Extract every line from the rows below that contains the word "white", matching case exactly.

[Stored data]
——————————

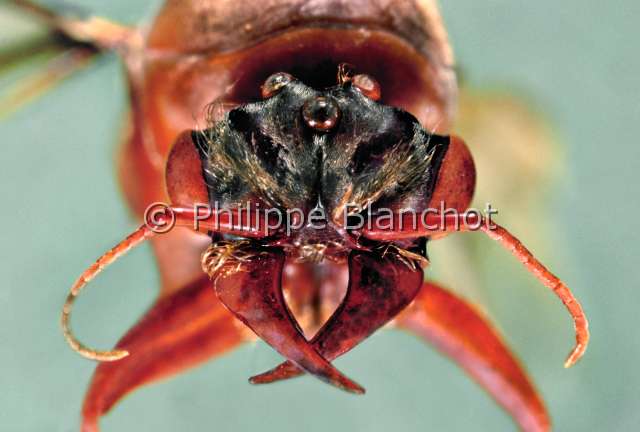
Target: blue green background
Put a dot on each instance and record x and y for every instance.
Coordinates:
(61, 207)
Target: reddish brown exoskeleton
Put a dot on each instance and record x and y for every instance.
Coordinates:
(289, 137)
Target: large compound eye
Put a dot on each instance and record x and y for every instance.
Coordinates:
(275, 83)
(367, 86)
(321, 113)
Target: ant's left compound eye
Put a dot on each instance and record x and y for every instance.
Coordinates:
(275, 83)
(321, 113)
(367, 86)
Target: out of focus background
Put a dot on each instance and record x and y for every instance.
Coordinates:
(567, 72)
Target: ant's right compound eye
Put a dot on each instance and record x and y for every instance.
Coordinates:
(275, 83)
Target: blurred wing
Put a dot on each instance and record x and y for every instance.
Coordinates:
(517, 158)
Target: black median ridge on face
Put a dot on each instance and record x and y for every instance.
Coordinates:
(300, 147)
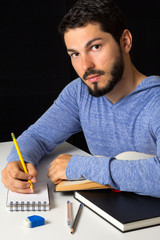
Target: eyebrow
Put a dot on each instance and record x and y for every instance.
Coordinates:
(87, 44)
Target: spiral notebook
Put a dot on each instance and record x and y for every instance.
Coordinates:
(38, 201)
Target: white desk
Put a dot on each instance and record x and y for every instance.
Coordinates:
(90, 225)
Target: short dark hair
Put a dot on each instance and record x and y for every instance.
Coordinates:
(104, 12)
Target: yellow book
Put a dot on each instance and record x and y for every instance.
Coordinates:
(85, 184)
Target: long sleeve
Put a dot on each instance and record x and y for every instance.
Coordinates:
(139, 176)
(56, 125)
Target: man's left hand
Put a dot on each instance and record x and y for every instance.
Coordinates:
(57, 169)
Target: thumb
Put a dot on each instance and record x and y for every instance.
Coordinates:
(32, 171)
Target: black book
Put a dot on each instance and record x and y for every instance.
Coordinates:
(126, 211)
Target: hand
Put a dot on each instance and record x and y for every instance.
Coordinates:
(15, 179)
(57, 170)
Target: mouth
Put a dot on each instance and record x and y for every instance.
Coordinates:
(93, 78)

——————————

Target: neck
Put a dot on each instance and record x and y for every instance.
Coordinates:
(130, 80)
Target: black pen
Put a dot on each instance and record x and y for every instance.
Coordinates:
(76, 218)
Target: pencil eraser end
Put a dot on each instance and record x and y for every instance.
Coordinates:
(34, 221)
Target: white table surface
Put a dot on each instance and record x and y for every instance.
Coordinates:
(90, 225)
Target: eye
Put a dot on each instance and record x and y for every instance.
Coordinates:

——————————

FINAL RESULT —
Target: white desk
Target: white table surface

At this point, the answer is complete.